GIVEN DATA -
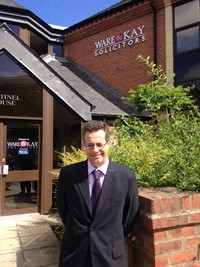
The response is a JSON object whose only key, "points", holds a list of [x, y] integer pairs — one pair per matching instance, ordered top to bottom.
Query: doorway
{"points": [[19, 168]]}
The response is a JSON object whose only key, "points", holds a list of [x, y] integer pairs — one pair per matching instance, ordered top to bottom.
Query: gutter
{"points": [[155, 29]]}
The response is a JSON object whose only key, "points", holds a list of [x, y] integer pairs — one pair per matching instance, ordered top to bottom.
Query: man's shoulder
{"points": [[77, 165]]}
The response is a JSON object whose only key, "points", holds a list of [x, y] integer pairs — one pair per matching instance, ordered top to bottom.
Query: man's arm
{"points": [[60, 198]]}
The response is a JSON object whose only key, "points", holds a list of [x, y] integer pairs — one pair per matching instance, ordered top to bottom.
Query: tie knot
{"points": [[97, 174]]}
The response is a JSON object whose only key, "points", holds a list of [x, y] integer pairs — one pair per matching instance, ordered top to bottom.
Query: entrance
{"points": [[19, 168]]}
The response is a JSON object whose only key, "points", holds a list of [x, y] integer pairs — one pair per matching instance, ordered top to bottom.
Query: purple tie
{"points": [[96, 189]]}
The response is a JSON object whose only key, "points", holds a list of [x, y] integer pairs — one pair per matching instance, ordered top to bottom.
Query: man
{"points": [[94, 237]]}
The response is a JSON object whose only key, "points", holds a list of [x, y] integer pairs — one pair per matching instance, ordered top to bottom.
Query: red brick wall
{"points": [[119, 68], [168, 232]]}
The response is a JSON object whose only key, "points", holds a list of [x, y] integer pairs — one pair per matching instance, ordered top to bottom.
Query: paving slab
{"points": [[28, 240]]}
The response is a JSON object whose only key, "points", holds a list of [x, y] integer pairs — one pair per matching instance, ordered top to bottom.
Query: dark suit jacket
{"points": [[104, 233]]}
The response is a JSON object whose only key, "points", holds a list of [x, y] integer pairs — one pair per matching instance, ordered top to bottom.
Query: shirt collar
{"points": [[102, 168]]}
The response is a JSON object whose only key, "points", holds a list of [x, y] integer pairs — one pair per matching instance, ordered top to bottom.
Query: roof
{"points": [[11, 3], [12, 44], [105, 100]]}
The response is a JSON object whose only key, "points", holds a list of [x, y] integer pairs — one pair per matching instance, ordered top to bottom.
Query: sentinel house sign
{"points": [[120, 40], [9, 100]]}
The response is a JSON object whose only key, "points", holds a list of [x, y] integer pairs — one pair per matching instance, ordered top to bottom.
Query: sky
{"points": [[65, 12]]}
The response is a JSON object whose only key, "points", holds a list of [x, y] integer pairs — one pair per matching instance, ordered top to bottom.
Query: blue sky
{"points": [[65, 12]]}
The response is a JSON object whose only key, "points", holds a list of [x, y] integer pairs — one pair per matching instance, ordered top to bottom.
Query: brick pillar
{"points": [[168, 230]]}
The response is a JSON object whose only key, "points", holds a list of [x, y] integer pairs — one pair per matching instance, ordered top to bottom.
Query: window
{"points": [[14, 27], [38, 44], [58, 50], [20, 95]]}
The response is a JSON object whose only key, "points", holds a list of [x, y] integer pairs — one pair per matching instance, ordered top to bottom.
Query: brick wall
{"points": [[119, 68], [168, 230]]}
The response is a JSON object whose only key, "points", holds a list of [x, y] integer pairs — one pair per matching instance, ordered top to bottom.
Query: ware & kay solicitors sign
{"points": [[120, 40], [9, 100]]}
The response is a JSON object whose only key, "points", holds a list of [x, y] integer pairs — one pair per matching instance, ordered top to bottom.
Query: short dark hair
{"points": [[95, 125]]}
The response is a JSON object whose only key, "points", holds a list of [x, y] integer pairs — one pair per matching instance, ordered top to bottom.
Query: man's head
{"points": [[96, 138]]}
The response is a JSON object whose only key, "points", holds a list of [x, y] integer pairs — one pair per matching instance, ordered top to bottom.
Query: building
{"points": [[53, 78]]}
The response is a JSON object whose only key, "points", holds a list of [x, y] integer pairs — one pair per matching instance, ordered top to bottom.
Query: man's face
{"points": [[96, 147]]}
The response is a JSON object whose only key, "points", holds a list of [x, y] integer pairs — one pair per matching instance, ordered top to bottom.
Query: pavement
{"points": [[28, 240]]}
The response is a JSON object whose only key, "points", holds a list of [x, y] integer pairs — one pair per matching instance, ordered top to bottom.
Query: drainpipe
{"points": [[155, 29]]}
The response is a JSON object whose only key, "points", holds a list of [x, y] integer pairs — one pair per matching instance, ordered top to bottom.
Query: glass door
{"points": [[19, 172]]}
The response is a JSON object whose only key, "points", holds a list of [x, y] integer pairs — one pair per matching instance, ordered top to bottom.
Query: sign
{"points": [[120, 40], [9, 100], [22, 143]]}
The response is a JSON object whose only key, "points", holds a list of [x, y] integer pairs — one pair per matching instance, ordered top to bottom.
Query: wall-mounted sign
{"points": [[120, 40], [9, 100], [22, 143]]}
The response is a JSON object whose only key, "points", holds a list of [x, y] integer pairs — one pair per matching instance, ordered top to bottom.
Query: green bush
{"points": [[167, 155]]}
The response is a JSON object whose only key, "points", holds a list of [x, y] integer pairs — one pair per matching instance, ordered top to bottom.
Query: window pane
{"points": [[187, 14], [188, 39], [58, 50], [187, 67], [20, 95]]}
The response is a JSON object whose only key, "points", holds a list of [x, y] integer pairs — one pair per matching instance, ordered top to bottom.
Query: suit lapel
{"points": [[83, 183], [107, 187]]}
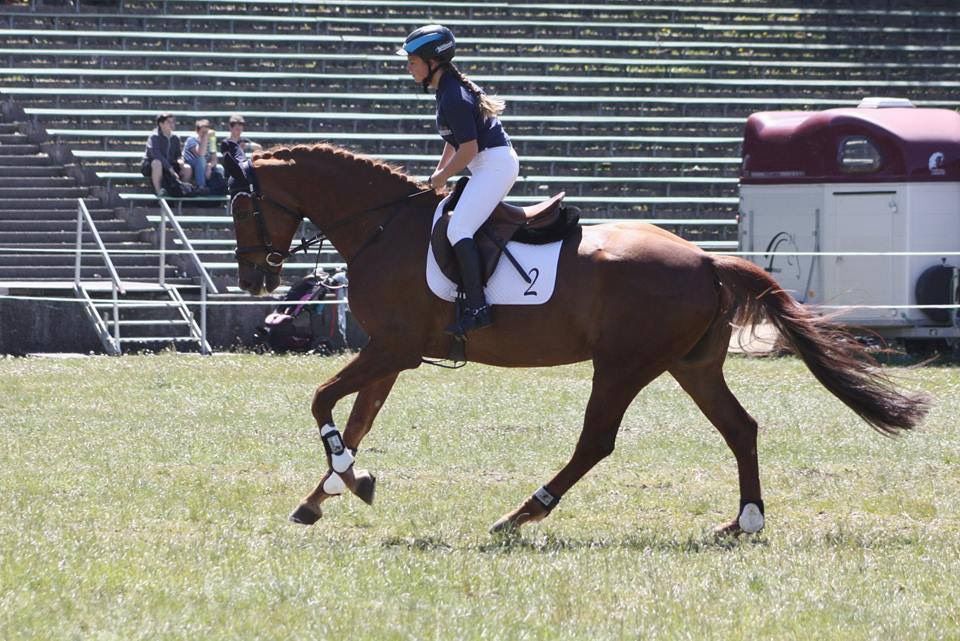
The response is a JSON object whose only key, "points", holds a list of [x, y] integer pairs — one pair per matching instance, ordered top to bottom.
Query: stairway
{"points": [[39, 203], [38, 211], [144, 316]]}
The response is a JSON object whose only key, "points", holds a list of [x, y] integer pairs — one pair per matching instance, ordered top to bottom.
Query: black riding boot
{"points": [[475, 313]]}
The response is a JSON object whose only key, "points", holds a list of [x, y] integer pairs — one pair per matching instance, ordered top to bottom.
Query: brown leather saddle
{"points": [[544, 222]]}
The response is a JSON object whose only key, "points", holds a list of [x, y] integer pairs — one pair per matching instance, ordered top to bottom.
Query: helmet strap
{"points": [[433, 70]]}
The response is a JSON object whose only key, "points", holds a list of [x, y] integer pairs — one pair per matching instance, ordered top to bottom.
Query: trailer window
{"points": [[858, 156]]}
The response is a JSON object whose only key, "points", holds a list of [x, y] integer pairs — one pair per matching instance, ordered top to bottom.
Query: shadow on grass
{"points": [[550, 544]]}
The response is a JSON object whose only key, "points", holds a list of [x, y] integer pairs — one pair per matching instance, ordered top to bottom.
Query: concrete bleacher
{"points": [[635, 111]]}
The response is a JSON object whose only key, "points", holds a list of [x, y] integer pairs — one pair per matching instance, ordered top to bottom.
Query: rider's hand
{"points": [[437, 181]]}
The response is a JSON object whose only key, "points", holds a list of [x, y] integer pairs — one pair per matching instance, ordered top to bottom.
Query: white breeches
{"points": [[492, 174]]}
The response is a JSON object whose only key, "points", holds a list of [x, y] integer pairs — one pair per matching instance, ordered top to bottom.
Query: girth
{"points": [[536, 224]]}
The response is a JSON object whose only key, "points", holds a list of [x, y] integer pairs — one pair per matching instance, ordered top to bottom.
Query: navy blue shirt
{"points": [[459, 119]]}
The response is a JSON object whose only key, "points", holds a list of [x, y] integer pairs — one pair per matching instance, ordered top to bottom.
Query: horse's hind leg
{"points": [[615, 385], [706, 385]]}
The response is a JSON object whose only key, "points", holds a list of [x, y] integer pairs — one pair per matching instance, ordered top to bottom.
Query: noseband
{"points": [[274, 256]]}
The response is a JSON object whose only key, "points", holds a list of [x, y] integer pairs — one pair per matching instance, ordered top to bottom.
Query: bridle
{"points": [[274, 256]]}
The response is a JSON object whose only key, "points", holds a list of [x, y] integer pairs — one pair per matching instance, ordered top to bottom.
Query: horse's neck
{"points": [[371, 214]]}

TASK - Gather every line of the material that contains the string "wall", matching case exactly.

ANSWER TO THIS TASK -
Query: red brick wall
Query: brick wall
Query: wall-mounted sign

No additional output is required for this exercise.